■ TASK GOAL
Rewrite the material below as a JSON list of strings, with one string for each line and any blank lines left out.

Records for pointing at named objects
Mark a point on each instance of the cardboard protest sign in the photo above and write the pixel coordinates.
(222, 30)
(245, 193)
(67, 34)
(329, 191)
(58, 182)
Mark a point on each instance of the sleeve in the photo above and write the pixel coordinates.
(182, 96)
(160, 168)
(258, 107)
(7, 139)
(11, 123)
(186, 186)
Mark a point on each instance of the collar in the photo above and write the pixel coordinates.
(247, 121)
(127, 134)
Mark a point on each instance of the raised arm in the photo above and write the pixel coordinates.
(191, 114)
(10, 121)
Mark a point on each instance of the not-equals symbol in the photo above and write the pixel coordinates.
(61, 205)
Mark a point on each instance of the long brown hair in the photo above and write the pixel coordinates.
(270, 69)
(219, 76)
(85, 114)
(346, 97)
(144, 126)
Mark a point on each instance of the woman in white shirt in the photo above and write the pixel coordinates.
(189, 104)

■ ANSWER TO THE PROBLEM
[
  "Mark a point on each instance of the cardboard protest sign in the photo above and write the pixel coordinates.",
  "(222, 30)",
  "(245, 193)",
  "(67, 34)",
  "(329, 191)",
  "(58, 182)",
  "Mark a point on each instance of the sleeve in the photo above and write the pixel coordinates.",
  "(182, 96)",
  "(160, 168)",
  "(258, 107)",
  "(7, 139)",
  "(11, 123)",
  "(186, 186)",
  "Mark a point on each instance of the collar in the photo above and write the pixel coordinates.",
  "(247, 121)",
  "(127, 134)",
  "Mark a point on each instance of the raised arm in the photo above and write the pixel coordinates.",
  "(191, 114)",
  "(10, 121)",
  "Mark a point on each instance of the not-equals symbol in the photo above and write the pixel coordinates.",
  "(61, 205)",
  "Mark a point on each instance of the long brown hair in the photo above and write the pixel coordinates.",
  "(270, 69)",
  "(219, 76)",
  "(85, 114)",
  "(346, 97)",
  "(144, 126)",
  "Mark a point on each instance of the woman in white shirt in the photo above and write the pixel coordinates.",
  "(189, 104)"
]